● **Text to read**:
-- Begin --

The report has identified 22 countries — India, China, the US and Mexico, among others — where it said universities and scholars experience significantly less academic freedom today than they did 10 years ago.

Political and social science researchers have long argued that academic freedom plays a key role in allowing societies to innovate, understand, grow intellectually, critically reflect and resolve issues.

“Without freedom, universities become places of dogma rather than research, academics cannot fulfil their role in society, students cannot develop independent minds,” Katrin Kinzelbach, a professor of international politics at the Friedrich Alexander University, Erlangen, Germany, the report’s co-author, told The Telegraph.

Among 179 countries assessed, India is ranked among the bottom 30 per cent with an index score less than 0.4, while the US is ranked among the top 50 per cent with an index score just below 0.8. China is among the bottom 10 per cent with a score less than 0.1.

The index score is made up of five measures — the freedom to research and teach, freedom of academic exchange and dissemination, institutional autonomy of universities, freedom of academic and cultural expression and campus integrity, which means the absence of security infringements and surveillance on campus.

The AFI is a result of a collaboration involving 2,197 country experts worldwide, coordinated by researchers at the University of Gothenburg’s V-Dem Institute in Sweden and the Institute of Political Science at the Friedrich Alexander University.

The V-Dem Institute, an independent academic research think tank, had declared in a report in 2021 that India’s electoral democracy had “collapsed” in 2016, giving way to an electoral “autocracy”. The Update 2023 report focuses only on descriptive statistics, assigning scores on academic freedom to each country and does not establish any cause-effect relationships.

“But the data suggest the decline in academic freedom occurred in parallel to an autocratisation process in India,” said Lars Pelke, a research scholar and another co-author at the Friedrich Alexander University.

“It is common to see universities come under pressure in the context of autocratisation.”

Indian social science researchers Nandini Sundar at the University of Delhi and Gowhar Fazili at Ashoka University had in a 2020 paper listed what they described as “growing restrictions on academic freedom” in the country, including restrictions on institutional autonomy and extra-mural freedom to acquire and express opinion, and subversion of faculty selection.

Sundar and Fazili had also cited harassment of dissenting students or faculty — universities routinely resort to rustication, expulsion and withholding of scholarships of dissenting students and impose curbs on faculty by denying leave, stalling or declining promotions, or withholding retirement benefits.

-- End --

● **Dataset excerpts**:
-- Begin --

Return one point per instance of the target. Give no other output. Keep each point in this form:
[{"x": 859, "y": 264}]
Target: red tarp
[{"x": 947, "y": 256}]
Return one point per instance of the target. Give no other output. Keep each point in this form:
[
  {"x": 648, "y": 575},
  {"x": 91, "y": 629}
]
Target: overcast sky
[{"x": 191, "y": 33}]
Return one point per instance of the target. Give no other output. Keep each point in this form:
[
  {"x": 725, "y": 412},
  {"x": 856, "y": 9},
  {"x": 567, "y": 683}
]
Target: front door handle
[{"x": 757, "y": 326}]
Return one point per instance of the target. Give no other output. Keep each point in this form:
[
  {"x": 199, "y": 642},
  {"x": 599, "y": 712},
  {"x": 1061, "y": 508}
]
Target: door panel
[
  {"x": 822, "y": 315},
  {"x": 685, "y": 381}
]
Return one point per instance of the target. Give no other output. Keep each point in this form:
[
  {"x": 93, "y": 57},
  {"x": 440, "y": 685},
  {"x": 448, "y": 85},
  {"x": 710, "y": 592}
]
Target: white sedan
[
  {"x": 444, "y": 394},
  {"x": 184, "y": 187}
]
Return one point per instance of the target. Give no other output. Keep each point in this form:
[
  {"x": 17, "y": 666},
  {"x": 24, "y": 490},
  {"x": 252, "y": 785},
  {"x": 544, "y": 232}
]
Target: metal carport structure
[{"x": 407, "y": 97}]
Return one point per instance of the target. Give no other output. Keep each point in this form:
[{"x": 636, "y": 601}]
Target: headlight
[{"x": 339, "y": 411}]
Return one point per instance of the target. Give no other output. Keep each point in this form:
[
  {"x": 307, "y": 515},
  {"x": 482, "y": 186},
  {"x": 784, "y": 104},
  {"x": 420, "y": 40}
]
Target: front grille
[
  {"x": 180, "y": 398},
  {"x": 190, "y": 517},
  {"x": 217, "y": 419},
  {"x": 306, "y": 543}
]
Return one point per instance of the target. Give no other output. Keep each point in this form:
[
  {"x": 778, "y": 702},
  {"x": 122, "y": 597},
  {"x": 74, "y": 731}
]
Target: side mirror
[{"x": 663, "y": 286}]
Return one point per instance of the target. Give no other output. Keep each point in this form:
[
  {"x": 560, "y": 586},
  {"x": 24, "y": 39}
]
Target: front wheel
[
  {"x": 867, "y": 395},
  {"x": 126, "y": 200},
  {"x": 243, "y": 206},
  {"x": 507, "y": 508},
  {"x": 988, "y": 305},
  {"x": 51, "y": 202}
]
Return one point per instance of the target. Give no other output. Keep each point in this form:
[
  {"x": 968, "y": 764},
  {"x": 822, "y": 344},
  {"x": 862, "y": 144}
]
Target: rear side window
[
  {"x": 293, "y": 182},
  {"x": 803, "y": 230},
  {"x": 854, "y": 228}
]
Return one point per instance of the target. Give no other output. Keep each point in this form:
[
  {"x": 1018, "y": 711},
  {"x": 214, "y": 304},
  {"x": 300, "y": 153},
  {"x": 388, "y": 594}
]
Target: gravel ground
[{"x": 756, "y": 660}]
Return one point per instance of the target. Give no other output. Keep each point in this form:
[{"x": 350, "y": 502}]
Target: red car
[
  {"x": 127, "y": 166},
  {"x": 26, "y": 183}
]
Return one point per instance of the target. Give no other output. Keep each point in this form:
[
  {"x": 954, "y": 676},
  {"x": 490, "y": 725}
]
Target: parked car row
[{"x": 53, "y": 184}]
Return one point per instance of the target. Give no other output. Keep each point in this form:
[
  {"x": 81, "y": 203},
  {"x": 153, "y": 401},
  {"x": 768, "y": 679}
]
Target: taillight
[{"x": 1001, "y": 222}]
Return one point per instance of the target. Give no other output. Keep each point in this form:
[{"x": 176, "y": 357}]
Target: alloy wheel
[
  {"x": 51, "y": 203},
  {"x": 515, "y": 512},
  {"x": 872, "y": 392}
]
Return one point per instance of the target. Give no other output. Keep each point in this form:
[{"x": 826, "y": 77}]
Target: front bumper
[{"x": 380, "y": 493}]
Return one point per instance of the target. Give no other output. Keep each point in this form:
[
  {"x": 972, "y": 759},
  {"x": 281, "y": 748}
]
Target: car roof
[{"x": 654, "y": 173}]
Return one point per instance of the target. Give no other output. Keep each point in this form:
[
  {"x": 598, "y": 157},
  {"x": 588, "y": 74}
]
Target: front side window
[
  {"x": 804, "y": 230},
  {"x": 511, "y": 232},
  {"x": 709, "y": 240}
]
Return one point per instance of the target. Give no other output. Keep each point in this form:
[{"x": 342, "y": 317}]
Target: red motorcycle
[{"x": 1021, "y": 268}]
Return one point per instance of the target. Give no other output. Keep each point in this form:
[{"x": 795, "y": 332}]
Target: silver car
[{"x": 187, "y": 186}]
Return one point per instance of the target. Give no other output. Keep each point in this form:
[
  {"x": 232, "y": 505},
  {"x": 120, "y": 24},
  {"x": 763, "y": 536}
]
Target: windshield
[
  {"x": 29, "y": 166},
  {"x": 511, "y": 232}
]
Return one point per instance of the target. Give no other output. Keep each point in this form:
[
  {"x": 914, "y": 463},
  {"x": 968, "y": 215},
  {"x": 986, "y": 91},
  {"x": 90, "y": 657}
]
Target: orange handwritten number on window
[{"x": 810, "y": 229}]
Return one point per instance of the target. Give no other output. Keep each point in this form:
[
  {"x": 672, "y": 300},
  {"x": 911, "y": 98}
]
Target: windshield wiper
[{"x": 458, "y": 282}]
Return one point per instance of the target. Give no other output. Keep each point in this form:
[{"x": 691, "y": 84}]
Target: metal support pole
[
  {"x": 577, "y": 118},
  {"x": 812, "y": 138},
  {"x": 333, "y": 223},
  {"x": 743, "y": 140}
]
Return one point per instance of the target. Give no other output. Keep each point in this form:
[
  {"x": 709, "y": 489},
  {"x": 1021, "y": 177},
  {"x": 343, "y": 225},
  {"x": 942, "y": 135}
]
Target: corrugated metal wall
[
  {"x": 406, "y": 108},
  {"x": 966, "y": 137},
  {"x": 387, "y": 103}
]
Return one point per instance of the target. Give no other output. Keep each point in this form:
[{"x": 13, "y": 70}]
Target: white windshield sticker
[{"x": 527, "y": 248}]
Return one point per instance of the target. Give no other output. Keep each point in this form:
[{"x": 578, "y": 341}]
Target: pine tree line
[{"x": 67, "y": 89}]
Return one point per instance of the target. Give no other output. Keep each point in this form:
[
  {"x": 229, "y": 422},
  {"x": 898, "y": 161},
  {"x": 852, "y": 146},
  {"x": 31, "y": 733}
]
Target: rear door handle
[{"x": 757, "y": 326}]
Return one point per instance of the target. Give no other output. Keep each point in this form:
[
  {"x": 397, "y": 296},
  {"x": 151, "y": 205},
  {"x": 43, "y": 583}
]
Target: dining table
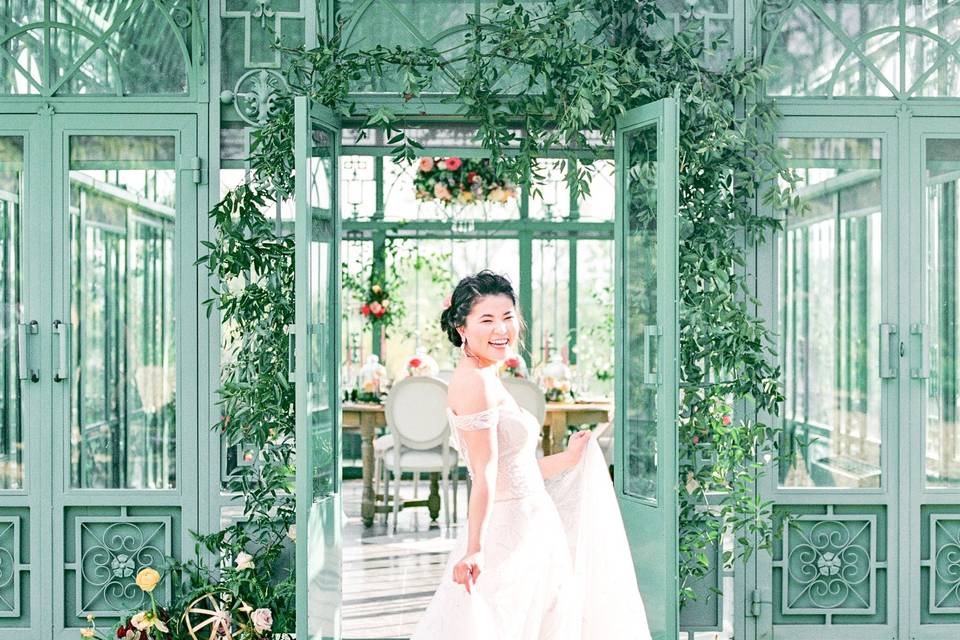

-- End --

● **What to do**:
a – According to the academic freedom article, how many countries were assessed?
b – Rewrite the part of the academic freedom article that begins at the words "The index score" and stops after "Science at the Friedrich Alexander University.", replacing "surveillance" with "monitoring".
You won't need the records for this.

● **Completed exercise**:
a – 179 countries.

b –
The index score is made up of five measures — the freedom to research and teach, freedom of academic exchange and dissemination, institutional autonomy of universities, freedom of academic and cultural expression and campus integrity, which means the absence of security infringements and monitoring on campus.

The AFI is a result of a collaboration involving 2,197 country experts worldwide, coordinated by researchers at the University of Gothenburg’s V-Dem Institute in Sweden and the Institute of Political Science at the Friedrich Alexander University.